◆ **Excerto do texto**:
··········

Com todo o gosto. O Baby Led Weaning traduz-se literalmente para “desmame conduzido pelo bebé” embora, na prática, seja um “percurso de introdução alimentar guiado pelo bebé”, sem particular preocupação pelo desmame em si. Neste método, são servidos ao bebé os alimentos sólidos, confecionados e cortados em formas e com consistências apropriadas, desde que este apresente todos os sinais de prontidão para iniciar esta jornada (por volta dos seis meses). O BLW faz do bebé um sujeito ativo, torna a refeição num momento de aprendizagem e brincadeira sensorial e tem vários benefícios para toda a família. Para o bebé, é a promoção da sua autonomia e de uma relação saudável com a comida desde tenra idade, e para os pais, a possibilidade de toda a família desfrutar da hora da refeição em simultâneo, sem ter de preparar duas comidas [uma para os adultos e uma para o bebé]. Falamos em maior detalhe sobre as particularidades do BLW e sobre a nossa experiência pessoal num capítulo dedicado a este tema no livro “Vegan para a família”, e todas as receitas do livro refletem também esta realidade.
O veganismo é uma filosofia ou estilo de vida que engloba um conjunto de princípios e valores éticos e morais.
Na vossa casa não existe a alimentação dos adultos e da criança. Como é a reação do Simão face à exploração de novos alimentos?
O Simão foi um ávido comedor logo a partir dos cinco meses e meio, muito aventureiro com novos alimentos e sabores e sem receios de experimentar coisas novas. Ao sete meses já comia com muito gosto comidas que não são tipicamente servidas a bebés, como estufados bem condimentados (como um caril, por exemplo), esparregado com alho, crepes de grão com pasta de sésamo, entre outros.
Entretanto, aos dois anos, vivemos uma nova fase: a anorexia fisiológica, perfeitamente natural e expectável nesta idade. É uma inexplicável falta de apetite e de interesse pela comida que, na realidade, nada tem a ver com preferências alimentares, mas sim com o ritmo de crescimento e com a asserção da sua personalidade e vontades. Confiamos que o mais importante está garantido e as bases para uma relação saudável com a comida foram dadas. Nós continuamos diariamente a servir e a disponibilizar uma variedade de comidas saudáveis e saborosas, e o apetite voraz que ele antes tinha há de regressar.
O vosso novo livro nasce de uma realidade diferente face ao primeiro. Aqui o Simão tem um papel importante. As muitas receitas que encontramos na obra são a vossa mesa do dia a dia? Como chegaram à seleção que nos apresentam?
Esta seleção foi sofrendo alterações ao longo do decorrer de um ano inteiro. O nosso segundo livro foi um projeto demorado e isso permitiu certezas em relação à seleção final de receitas, que corresponde exatamente ao que costumamos comer em casa, enquanto família. Estão incluídas receitas que preparamos desde os seis meses de idade do Simão, como o Dahl de lentilhas, o Risotto de abóbora-manteiga e as Papas de aveia. Com exceção das sobremesas, que não fazemos com especial regularidade, podemos dizer que todas as receitas do livro fazem parte da nossa rotação mensal.

··········

◆ **Dados fornecidos**:

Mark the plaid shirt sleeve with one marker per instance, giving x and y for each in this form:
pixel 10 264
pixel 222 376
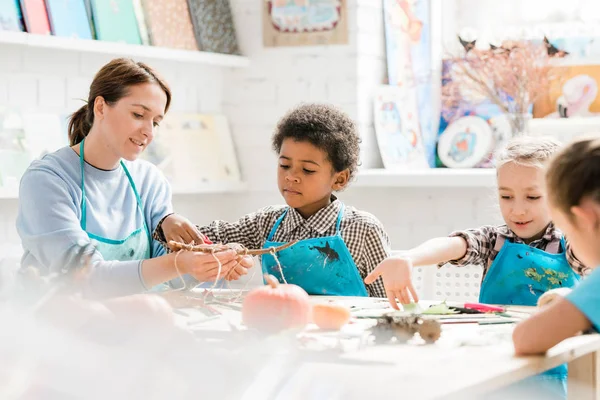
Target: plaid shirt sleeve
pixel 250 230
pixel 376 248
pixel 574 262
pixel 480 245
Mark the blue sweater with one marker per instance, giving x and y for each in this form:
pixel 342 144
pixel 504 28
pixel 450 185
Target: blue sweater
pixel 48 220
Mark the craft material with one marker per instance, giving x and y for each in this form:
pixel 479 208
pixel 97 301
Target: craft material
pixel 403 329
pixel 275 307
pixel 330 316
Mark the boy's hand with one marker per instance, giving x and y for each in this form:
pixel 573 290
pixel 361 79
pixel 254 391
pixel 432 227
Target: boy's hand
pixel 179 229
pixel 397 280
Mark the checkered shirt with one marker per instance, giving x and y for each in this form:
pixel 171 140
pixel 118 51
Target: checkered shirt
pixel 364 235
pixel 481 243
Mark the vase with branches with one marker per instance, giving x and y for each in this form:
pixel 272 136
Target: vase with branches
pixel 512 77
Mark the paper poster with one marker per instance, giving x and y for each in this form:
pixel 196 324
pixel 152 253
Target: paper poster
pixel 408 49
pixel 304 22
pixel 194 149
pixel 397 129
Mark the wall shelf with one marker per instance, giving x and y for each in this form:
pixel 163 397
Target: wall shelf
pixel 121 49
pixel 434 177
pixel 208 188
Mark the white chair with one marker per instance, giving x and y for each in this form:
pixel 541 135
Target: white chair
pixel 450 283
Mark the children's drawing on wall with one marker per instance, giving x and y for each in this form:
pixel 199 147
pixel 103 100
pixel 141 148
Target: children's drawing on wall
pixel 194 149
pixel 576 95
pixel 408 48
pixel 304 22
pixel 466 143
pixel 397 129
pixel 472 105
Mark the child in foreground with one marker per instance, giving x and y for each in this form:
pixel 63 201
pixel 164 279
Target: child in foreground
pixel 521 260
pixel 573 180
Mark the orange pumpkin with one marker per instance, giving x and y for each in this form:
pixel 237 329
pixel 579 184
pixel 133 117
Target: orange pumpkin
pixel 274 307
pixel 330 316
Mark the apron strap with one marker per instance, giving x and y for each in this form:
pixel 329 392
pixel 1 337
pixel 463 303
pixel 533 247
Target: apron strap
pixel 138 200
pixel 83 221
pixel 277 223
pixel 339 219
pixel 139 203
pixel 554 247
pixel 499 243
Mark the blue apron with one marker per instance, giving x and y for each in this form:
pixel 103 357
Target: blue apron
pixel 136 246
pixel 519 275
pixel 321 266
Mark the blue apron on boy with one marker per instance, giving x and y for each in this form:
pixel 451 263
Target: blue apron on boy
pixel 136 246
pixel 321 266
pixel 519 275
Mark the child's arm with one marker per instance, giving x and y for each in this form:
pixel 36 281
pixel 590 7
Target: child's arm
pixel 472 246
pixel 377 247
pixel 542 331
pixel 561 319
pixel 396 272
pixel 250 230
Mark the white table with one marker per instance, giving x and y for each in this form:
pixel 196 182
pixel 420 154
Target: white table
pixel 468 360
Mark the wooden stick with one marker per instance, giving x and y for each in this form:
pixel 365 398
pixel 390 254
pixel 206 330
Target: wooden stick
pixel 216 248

··········

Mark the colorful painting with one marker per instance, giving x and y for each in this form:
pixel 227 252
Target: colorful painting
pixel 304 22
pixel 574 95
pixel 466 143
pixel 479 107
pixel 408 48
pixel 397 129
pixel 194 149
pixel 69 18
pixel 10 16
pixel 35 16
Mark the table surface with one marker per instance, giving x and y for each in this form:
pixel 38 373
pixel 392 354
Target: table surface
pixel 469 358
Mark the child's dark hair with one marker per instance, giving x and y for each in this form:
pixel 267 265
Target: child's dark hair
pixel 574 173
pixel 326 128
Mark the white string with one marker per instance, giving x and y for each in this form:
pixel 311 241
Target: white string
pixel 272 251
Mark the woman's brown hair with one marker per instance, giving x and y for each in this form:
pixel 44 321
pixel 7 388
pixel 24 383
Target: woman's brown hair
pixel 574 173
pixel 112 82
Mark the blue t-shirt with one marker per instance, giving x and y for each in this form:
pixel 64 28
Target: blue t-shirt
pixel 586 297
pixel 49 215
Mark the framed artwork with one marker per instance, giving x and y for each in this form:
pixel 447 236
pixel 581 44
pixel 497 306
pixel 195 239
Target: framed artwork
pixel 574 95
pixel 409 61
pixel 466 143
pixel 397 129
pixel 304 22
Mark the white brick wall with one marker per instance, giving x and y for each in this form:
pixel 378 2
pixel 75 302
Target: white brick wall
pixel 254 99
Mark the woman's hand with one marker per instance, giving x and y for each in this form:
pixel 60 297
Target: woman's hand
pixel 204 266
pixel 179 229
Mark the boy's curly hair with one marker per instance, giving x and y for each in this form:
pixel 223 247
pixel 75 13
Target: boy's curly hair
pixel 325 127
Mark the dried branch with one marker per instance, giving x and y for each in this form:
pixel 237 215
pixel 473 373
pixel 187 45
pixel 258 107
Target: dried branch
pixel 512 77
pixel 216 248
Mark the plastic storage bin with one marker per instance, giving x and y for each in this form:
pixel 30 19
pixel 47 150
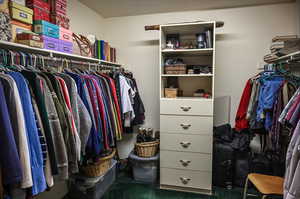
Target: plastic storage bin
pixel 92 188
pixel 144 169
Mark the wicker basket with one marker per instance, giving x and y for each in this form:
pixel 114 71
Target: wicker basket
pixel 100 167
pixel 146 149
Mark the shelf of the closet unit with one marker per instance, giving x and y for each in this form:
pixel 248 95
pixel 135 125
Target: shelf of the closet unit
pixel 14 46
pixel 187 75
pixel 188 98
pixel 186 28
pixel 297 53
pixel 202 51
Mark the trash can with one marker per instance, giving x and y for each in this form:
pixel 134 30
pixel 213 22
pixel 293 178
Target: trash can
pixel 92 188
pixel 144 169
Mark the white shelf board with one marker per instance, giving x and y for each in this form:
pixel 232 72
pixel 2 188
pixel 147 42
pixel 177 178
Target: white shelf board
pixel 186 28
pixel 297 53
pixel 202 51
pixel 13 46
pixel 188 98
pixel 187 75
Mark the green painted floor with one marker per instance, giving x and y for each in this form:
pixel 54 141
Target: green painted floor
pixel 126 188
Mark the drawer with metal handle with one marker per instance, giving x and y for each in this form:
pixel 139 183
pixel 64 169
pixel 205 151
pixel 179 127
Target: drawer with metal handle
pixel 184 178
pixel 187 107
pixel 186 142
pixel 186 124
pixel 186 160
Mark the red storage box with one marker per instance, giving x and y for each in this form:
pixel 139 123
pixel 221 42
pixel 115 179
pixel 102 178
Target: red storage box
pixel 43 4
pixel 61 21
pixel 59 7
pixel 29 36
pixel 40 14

··········

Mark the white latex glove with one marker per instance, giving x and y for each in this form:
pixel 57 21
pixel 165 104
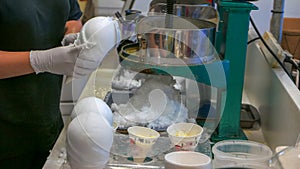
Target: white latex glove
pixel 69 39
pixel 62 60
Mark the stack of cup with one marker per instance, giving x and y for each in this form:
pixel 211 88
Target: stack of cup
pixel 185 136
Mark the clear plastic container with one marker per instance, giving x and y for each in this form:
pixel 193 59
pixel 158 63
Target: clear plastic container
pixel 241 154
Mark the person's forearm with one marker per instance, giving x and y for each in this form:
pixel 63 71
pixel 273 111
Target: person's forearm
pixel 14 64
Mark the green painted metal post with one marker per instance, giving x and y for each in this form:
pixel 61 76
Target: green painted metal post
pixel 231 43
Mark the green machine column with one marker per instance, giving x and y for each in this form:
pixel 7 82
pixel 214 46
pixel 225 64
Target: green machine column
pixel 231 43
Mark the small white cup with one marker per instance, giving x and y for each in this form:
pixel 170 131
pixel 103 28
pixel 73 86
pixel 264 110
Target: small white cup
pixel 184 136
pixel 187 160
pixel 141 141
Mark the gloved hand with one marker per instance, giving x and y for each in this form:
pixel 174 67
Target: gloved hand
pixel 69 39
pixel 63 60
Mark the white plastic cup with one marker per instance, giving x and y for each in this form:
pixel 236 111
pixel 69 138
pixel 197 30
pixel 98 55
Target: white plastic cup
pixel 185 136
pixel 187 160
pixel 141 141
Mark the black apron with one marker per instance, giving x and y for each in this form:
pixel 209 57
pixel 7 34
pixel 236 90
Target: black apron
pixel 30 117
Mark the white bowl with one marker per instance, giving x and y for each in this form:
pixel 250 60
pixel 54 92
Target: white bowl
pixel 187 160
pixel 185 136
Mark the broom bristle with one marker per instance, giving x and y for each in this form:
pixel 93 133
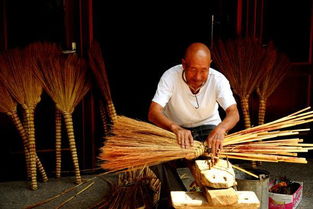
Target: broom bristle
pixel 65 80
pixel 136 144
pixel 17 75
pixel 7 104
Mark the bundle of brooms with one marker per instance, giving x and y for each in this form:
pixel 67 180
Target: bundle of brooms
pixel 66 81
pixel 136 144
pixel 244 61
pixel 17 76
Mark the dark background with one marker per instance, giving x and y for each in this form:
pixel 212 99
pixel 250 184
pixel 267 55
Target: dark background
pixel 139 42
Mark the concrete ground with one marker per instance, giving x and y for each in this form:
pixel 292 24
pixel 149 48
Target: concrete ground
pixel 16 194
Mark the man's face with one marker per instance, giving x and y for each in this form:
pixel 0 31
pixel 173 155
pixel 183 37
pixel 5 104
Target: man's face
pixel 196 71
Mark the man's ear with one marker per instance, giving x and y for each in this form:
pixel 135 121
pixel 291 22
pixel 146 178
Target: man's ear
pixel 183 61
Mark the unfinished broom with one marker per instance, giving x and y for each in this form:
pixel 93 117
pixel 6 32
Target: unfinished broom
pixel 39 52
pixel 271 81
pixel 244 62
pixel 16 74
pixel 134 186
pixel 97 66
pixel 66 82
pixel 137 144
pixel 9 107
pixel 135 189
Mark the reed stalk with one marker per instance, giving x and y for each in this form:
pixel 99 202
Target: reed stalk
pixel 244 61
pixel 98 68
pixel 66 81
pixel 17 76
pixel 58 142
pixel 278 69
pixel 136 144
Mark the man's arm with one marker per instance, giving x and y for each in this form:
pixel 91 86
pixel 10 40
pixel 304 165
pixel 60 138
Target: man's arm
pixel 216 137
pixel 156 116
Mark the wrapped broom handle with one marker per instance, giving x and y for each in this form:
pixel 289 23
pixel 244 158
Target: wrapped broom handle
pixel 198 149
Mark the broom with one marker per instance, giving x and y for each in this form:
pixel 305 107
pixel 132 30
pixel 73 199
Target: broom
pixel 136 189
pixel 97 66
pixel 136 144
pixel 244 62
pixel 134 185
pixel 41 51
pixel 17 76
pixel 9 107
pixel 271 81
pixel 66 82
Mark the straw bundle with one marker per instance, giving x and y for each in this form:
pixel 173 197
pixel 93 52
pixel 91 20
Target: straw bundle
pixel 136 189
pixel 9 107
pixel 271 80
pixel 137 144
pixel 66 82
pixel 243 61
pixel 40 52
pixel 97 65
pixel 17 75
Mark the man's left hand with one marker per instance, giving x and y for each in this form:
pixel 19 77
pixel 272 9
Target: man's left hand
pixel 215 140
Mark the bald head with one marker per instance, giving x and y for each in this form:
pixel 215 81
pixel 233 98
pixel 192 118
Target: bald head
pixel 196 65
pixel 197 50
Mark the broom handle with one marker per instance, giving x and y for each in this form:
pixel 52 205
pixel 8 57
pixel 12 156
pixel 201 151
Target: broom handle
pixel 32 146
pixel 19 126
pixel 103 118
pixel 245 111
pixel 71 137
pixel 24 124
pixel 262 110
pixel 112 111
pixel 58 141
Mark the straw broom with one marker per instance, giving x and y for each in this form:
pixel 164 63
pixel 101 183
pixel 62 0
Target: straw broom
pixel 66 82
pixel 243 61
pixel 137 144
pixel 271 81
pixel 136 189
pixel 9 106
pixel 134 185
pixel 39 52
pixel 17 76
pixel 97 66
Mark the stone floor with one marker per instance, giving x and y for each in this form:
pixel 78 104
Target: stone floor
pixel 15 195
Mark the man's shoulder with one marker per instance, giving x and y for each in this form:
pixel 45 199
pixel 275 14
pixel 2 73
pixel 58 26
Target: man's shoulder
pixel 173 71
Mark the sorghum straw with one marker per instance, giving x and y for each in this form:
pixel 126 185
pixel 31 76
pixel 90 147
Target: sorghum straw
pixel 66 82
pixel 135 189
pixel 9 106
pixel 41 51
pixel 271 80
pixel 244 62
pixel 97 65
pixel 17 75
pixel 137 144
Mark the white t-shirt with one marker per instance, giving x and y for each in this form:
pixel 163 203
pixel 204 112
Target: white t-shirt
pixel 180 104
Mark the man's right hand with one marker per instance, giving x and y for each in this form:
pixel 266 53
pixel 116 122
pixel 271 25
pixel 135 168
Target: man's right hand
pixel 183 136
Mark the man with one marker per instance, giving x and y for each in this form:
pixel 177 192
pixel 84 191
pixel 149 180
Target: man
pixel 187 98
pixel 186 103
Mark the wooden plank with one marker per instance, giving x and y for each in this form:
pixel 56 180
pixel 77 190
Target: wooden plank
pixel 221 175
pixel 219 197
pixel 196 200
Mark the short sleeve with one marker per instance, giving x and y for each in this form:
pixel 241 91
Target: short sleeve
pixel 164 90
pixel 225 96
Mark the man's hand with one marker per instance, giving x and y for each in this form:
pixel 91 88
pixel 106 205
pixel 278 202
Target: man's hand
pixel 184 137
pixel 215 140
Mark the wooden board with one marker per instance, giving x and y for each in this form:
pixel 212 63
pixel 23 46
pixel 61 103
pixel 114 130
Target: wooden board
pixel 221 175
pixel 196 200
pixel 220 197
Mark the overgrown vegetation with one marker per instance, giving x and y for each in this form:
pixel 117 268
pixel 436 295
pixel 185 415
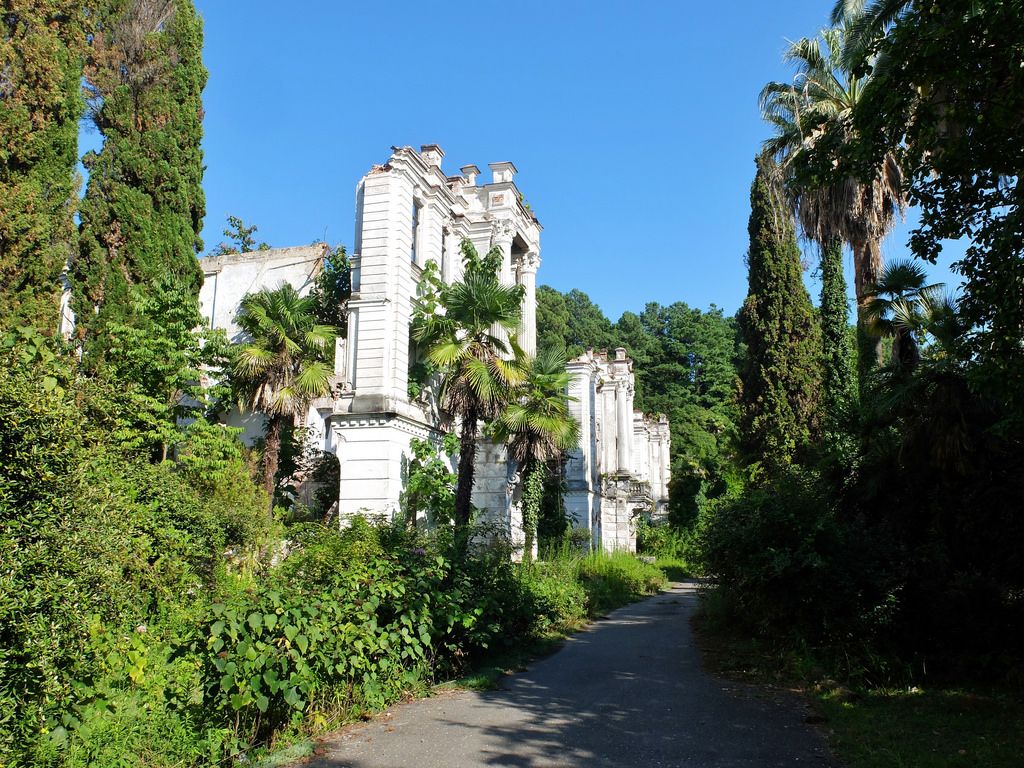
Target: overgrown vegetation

··········

◆ **Tarefa**:
Responda com base no excerto:
(a) Por volta de que idade se inicia o percurso do Baby Led Weaning?
(b) Que fase viveu o Simão aos dois anos?
(c) Ao longo de quanto tempo foi sofrendo alterações a seleção de receitas do segundo livro?
Os dados são material independente do excerto.

◆ **Resposta**:
(a) Por volta dos seis meses.
(b) A anorexia fisiológica.
(c) Ao longo de um ano inteiro.